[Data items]
========================

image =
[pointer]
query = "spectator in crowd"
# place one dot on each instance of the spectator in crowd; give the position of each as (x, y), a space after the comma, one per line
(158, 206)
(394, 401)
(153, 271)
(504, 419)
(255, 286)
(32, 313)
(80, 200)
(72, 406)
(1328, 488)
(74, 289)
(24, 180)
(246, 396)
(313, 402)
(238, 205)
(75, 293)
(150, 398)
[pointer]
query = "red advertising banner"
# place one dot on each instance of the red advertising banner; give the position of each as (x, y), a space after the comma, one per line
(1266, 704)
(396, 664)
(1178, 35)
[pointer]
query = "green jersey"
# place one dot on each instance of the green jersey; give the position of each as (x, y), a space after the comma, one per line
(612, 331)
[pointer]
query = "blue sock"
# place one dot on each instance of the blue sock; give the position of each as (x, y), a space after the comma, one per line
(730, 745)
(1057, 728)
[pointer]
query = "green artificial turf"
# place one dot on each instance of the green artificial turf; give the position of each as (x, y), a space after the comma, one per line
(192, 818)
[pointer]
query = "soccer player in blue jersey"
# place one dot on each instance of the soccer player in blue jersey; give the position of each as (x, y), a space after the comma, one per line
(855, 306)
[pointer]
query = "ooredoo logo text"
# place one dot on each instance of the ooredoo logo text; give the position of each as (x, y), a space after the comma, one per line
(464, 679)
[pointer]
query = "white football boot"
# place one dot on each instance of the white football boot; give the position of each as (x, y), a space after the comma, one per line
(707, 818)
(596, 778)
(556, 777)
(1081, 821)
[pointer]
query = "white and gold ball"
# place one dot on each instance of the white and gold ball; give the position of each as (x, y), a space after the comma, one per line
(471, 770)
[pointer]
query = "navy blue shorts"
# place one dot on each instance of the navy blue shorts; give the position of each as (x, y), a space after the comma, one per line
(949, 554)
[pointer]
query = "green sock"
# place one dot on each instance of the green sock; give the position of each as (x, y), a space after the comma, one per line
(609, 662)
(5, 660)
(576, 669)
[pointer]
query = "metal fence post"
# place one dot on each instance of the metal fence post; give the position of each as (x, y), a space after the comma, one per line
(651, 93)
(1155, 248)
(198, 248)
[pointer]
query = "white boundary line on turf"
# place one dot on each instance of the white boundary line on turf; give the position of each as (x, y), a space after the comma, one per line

========================

Exercise
Each line of the material must be restated exactly.

Answer to this task
image =
[pointer]
query = "spectator in crowd"
# place one dot on each instance of the spectator in crowd; give the position of each as (x, y), a space after the comma, one per line
(158, 206)
(394, 401)
(153, 271)
(504, 419)
(255, 286)
(32, 313)
(80, 200)
(72, 406)
(1328, 488)
(74, 289)
(24, 180)
(246, 396)
(313, 402)
(238, 205)
(75, 293)
(150, 398)
[pointer]
query = "red advertising banner"
# place one dot on each instance of the red advertising banner; give the position of each as (x, y), a space after the comma, one per line
(1266, 704)
(396, 664)
(1178, 35)
[pointer]
query = "green jersey"
# place one dot on each instance of the green jersey; give the position of each as (x, y), a space after the comma, one per line
(612, 331)
[pointer]
query = "blue sock"
# place one dot on each instance of the blue sock; give the position of each as (x, y), a space after the comma, one per line
(730, 745)
(1057, 728)
[pointer]
query = "green artificial turf"
# place one dot on each instance of the green artificial turf; give the position of each as (x, y), a space after the comma, one per line
(192, 818)
[pointer]
query = "soccer player in blue jersey"
# place one dot on each instance of the soccer player in blue jersey; give the position of each as (x, y), a space after the comma, one per line
(855, 306)
[pointer]
query = "ooredoo logo text"
# place one dot on each instance of the ooredoo logo text; give the position of each as (x, y), a space after the comma, one per line
(464, 679)
[pointer]
query = "white football boot"
# place one dot on each instance of the white football boot; give the position of each as (x, y), a space after the comma, one per line
(707, 818)
(596, 778)
(556, 777)
(1081, 821)
[pointer]
query = "white and gold ball"
# place one dot on each instance of the white and gold ball; give the position of each as (x, y), a space after the comma, one per line
(471, 770)
[pointer]
query = "navy blue shorts"
# place one dot on each instance of the navy blue shorts; give the position of each as (x, y), a space after the comma, one per line
(949, 554)
[pointer]
query = "green sock"
# place one dot on each instance of the green sock; give the position of each as (x, y), a space after the comma, one per line
(609, 662)
(5, 660)
(576, 669)
[pointer]
query = "metal fence post"
# place one dot on each instance of the metal fence post; give the position of each as (x, y), a space after the comma, one per line
(651, 93)
(1155, 248)
(198, 248)
[pointer]
query = "white boundary line on turf"
# place one dot on each instance of the white boundary line on turf; give the position of each as (x, y), a space after the comma, one per line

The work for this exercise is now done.